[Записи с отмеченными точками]
>>>
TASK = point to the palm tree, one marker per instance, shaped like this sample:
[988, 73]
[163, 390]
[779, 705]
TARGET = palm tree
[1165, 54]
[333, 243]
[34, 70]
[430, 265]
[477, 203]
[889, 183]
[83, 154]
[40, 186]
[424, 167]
<<<
>>>
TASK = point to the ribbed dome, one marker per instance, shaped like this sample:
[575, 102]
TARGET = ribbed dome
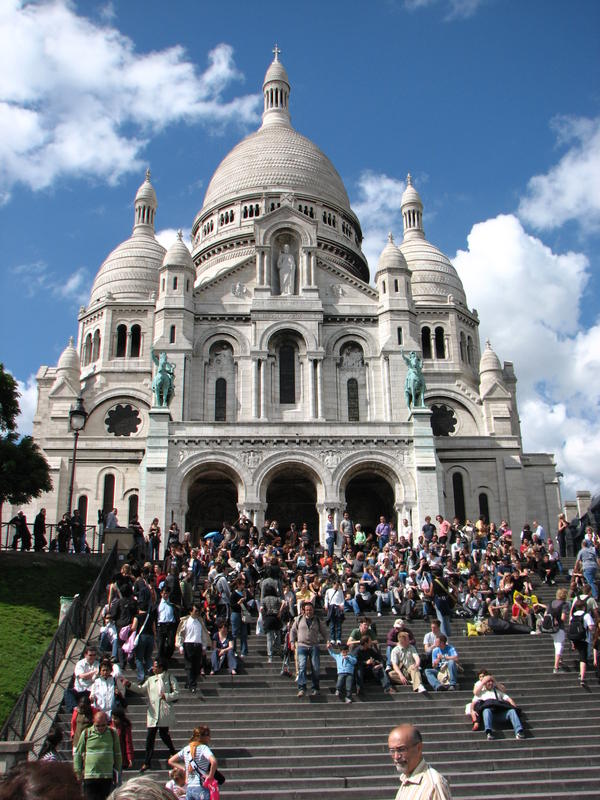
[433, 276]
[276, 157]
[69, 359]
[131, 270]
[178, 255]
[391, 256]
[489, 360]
<<<
Выпиши из записей все строки, в которых есть слово «sample». Заглавные и строчные буквы различаются.

**ПИСЬМЕННЫЙ ОТВЕТ**
TASK = point to the palm tree, one marker per instance, shaped like this sample:
TASK = point to the ribbed dome, one marker per instance, shaped like this sample:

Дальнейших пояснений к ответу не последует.